### Entries shown
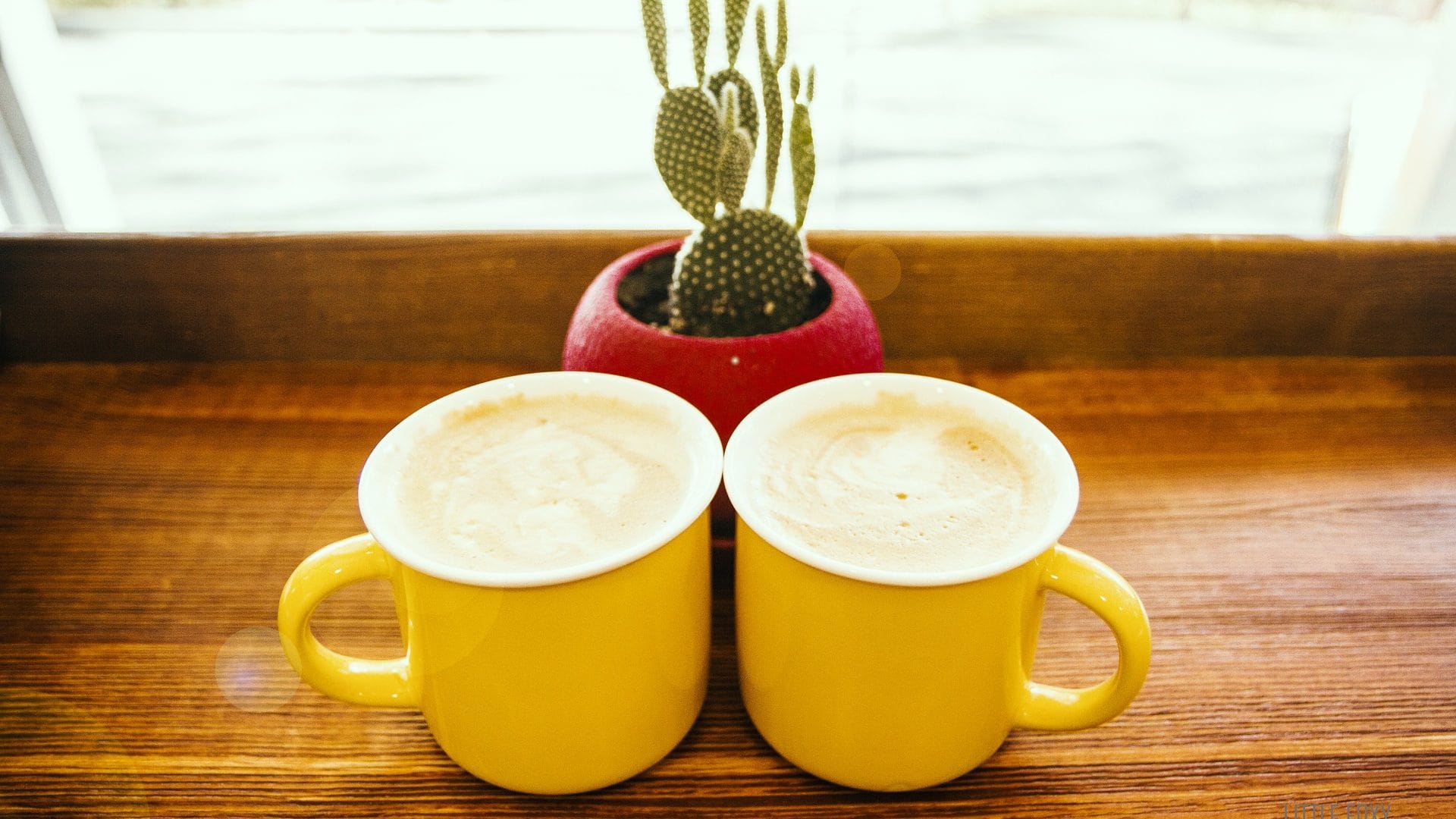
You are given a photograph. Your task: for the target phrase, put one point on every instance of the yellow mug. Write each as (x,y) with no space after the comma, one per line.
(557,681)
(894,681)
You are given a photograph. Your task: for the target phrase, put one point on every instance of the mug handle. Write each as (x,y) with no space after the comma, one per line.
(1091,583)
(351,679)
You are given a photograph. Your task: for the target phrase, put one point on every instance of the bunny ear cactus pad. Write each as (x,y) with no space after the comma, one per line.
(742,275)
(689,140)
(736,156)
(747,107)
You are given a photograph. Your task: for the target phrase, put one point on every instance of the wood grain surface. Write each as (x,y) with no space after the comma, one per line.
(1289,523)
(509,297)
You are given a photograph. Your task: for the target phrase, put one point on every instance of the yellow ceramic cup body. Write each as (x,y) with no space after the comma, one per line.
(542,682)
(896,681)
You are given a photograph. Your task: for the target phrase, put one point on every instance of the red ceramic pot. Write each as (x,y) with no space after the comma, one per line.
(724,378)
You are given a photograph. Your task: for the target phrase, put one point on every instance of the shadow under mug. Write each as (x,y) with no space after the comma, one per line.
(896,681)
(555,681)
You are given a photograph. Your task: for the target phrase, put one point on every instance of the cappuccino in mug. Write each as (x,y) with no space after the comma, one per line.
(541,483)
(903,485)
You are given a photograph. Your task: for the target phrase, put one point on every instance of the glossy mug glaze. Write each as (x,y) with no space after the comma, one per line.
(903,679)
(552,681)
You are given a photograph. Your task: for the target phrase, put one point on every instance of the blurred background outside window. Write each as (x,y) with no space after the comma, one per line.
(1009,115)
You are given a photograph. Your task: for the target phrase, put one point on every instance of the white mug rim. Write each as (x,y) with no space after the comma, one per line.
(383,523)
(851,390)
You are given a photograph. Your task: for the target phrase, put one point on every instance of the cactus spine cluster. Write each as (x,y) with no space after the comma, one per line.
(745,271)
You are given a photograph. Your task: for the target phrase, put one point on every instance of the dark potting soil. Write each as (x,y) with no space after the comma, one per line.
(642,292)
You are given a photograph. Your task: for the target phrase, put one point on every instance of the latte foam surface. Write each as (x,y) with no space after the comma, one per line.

### Activity
Please write out exactly the line containing "of the dark" and every line after it through the end of the records, nothing more.

### Task answer
You are given a photograph. Your task: for the target phrase, put one point on every instance of the dark potting soil. Write each as (x,y) with no space after the comma, one per line.
(642,292)
You are given a photograph. Your task: for the target phrase, put one point on every instance of the latte foam surface. Write each as (x,y) with no space after the comma, one per line.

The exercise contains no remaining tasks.